* **WORK REQUEST**
Repeat every line of the material that follows, word for word.

* **RECORDS SUPPLIED**
• • • • • • •
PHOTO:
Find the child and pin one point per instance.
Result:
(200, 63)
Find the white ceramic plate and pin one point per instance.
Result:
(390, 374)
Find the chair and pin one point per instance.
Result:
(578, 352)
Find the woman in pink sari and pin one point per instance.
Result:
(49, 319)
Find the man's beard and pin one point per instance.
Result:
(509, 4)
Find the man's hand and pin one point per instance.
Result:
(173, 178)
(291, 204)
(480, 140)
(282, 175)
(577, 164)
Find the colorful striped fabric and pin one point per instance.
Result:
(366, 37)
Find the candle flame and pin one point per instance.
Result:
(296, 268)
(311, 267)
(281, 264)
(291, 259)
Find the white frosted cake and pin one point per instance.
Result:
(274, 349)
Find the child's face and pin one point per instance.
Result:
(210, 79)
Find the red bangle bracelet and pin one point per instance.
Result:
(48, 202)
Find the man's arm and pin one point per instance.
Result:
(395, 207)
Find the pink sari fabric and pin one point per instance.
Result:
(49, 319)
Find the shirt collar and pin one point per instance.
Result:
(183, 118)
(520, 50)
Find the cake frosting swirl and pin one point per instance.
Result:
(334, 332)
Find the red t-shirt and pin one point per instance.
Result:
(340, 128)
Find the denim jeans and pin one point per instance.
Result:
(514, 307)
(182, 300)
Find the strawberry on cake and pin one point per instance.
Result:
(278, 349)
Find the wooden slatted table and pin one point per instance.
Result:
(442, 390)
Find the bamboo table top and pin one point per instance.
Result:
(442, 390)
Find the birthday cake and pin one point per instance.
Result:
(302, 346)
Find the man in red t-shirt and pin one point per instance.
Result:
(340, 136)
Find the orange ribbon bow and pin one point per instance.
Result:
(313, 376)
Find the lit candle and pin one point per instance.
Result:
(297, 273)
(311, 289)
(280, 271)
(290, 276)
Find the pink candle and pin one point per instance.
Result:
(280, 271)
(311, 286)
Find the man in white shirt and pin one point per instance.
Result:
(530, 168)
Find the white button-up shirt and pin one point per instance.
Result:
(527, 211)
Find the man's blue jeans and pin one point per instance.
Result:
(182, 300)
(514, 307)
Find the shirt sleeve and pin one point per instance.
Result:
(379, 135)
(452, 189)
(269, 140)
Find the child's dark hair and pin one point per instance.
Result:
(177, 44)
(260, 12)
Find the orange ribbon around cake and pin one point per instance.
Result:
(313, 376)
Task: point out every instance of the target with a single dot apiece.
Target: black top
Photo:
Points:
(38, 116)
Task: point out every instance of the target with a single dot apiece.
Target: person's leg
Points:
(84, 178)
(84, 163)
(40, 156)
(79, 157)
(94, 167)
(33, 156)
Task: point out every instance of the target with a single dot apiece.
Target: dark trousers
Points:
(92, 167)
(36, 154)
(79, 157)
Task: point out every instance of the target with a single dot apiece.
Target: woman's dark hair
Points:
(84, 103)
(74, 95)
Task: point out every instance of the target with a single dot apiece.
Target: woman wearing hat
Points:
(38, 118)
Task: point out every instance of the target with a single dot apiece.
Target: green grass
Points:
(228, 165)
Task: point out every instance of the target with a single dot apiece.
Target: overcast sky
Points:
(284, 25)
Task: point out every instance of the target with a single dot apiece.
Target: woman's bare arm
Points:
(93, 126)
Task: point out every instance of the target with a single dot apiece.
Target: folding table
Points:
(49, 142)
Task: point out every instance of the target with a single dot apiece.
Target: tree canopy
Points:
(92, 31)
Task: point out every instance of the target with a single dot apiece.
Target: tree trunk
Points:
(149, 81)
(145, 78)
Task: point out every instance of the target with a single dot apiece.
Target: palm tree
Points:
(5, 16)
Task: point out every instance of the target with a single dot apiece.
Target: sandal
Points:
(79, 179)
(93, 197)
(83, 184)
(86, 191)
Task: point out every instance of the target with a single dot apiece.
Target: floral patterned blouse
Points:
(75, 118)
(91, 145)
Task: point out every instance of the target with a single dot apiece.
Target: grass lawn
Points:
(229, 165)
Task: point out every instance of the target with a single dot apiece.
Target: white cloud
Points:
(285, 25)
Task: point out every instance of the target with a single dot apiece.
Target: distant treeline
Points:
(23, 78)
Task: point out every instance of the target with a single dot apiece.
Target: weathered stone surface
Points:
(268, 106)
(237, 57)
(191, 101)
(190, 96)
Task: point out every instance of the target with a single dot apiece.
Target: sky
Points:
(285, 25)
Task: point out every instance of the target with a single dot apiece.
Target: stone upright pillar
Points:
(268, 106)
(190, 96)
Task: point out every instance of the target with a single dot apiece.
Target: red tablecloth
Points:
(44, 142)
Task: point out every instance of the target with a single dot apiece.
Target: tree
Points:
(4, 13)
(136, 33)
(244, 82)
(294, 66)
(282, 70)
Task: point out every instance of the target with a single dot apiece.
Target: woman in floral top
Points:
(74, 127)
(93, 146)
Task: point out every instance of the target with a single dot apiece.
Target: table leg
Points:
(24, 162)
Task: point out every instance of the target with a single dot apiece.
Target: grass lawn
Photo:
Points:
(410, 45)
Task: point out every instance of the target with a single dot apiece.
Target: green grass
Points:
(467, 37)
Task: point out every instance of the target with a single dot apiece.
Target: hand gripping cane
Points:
• • • • • • •
* **YOUR RESPONSE**
PHOTO:
Find the child and pin one point per instance.
Result:
(200, 63)
Find the white ceramic plate and pin one point per instance.
Result:
(390, 374)
Find the chair and pin one point per instance.
Result:
(578, 352)
Find the woman in pink sari and pin one point per instance.
Result:
(49, 319)
Find the man's beard and pin one point per instance.
Result:
(509, 4)
Find the man's hand and pin one point per instance.
Result:
(173, 178)
(291, 204)
(480, 140)
(282, 175)
(577, 164)
Find the colorful striped fabric and pin one point per instance.
Result:
(366, 37)
Find the candle flame and pin one point per instance.
Result:
(296, 268)
(311, 267)
(281, 264)
(291, 259)
Find the white frosted cake and pin one point per instance.
Result:
(274, 349)
Find the child's face and pin one point per instance.
Result:
(210, 79)
Find the red bangle bracelet and pin one point per instance.
Result:
(48, 202)
Find the man's arm and pin one point per instance.
Result:
(395, 207)
Find the pink sari fabric and pin one point per instance.
Result:
(49, 319)
Find the shirt collar and pin one point per instance.
Result:
(183, 118)
(520, 50)
Find the cake frosting swirl and pin one point per instance.
Result:
(334, 332)
Find the red t-shirt and pin one point per instance.
Result:
(340, 128)
Find the denim jeans and pin one point per instance.
Result:
(514, 307)
(182, 300)
Find the strawberry on cake and pin one point per instance.
Result:
(278, 349)
Find the wooden slatted table and pin one point per instance.
Result:
(442, 390)
Find the bamboo table top and pin one point per instance.
Result:
(442, 390)
Find the birthday cake and pin one point per instance.
Result:
(302, 346)
Find the man in red t-shirt and pin one point per instance.
Result:
(340, 136)
Find the orange ribbon bow and pin one point per instance.
Result:
(313, 376)
Find the lit candle and pin one point per instance.
Result:
(297, 273)
(311, 289)
(280, 271)
(290, 276)
Find the pink candle and pin one point per instance.
Result:
(280, 271)
(311, 286)
Find the man in white shirt and pin one point per instance.
Result:
(530, 168)
Find the white button-up shirt and pin one point per instance.
Result:
(527, 211)
Find the man's blue jeans and pin one point per instance.
Result:
(182, 300)
(514, 307)
Find the shirt sleeve and pin one point per instance.
Result:
(379, 135)
(452, 189)
(269, 140)
Find the child's dark hair and pin one point per instance.
Result:
(177, 44)
(260, 12)
Find the orange ribbon around cake and pin one point per instance.
Result:
(313, 376)
Task: point out every instance of the target with a single dot apiece.
Target: black top
Photo:
Points:
(38, 116)
Task: point out every instance of the target with a single dot apiece.
Target: person's leg
Points:
(84, 178)
(84, 163)
(40, 156)
(79, 157)
(94, 167)
(33, 156)
Task: point out every instance of the target with a single dot apiece.
Target: dark trousers
Points:
(92, 167)
(36, 154)
(79, 157)
Task: point out every instance of the target with a single dot apiece.
Target: woman's dark hair
Points:
(84, 103)
(74, 95)
Task: point out every instance of the target with a single dot apiece.
Target: woman wearing hat
Points:
(38, 118)
Task: point out every instance of the target with a single dot apiece.
Target: green grass
Points:
(228, 165)
Task: point out every instance of the target with a single dot apiece.
Target: overcast sky
Points:
(284, 25)
Task: point out every instance of the target with a single dot apiece.
Target: woman's bare arm
Points:
(93, 126)
Task: point out every instance of the target with a single dot apiece.
Target: folding table
Points:
(49, 142)
Task: point out every instance of the target with a single dot apiece.
Target: tree canopy
Points:
(92, 31)
Task: point out every instance of the target with a single dot apiece.
Target: tree trunk
Points:
(149, 81)
(145, 78)
Task: point out every instance of the target with a single dot apiece.
Target: palm tree
Points:
(5, 16)
Task: point out every instance of the target with a single dot apiece.
Target: sandal
Points:
(79, 179)
(93, 197)
(83, 184)
(86, 191)
Task: point out every instance of the target with a single dot apiece.
Target: floral patterned blouse
Points:
(75, 118)
(91, 145)
Task: point out every instance of the target with a single dot apiece.
Target: grass lawn
Points:
(229, 165)
Task: point out every instance of the target with a single dot apiece.
Target: white cloud
Points:
(285, 25)
Task: point out every instance of the target with a single dot apiece.
Target: distant treeline
Points:
(23, 78)
Task: point out every instance of the target with a single dot apiece.
Target: weathered stone surface
Points:
(268, 106)
(237, 57)
(191, 101)
(190, 96)
Task: point out every instance of the target with a single dot apiece.
Target: sky
Points:
(285, 25)
Task: point out every instance of the target with a single dot apiece.
Target: stone upright pillar
Points:
(268, 106)
(190, 96)
Task: point out every instance of the target with a single dot apiece.
Target: red tablecloth
Points:
(44, 142)
Task: point out every instance of the target with a single dot apiece.
Target: tree
Points:
(4, 13)
(136, 33)
(244, 82)
(294, 66)
(282, 70)
Task: point out every instance of the target with a single dot apiece.
Target: woman in floral top
Points:
(74, 127)
(93, 146)
Task: point out every instance of the target with a single dot apiece.
Target: table leg
Points:
(24, 162)
Task: point out every instance of the target with a single dot apiece.
Target: grass lawn
Photo:
Points:
(410, 45)
Task: point out every instance of the target with a single dot apiece.
Target: green grass
Points:
(467, 37)
Task: point out every instance of the target with a single dot apiece.
Target: hand gripping cane
Points:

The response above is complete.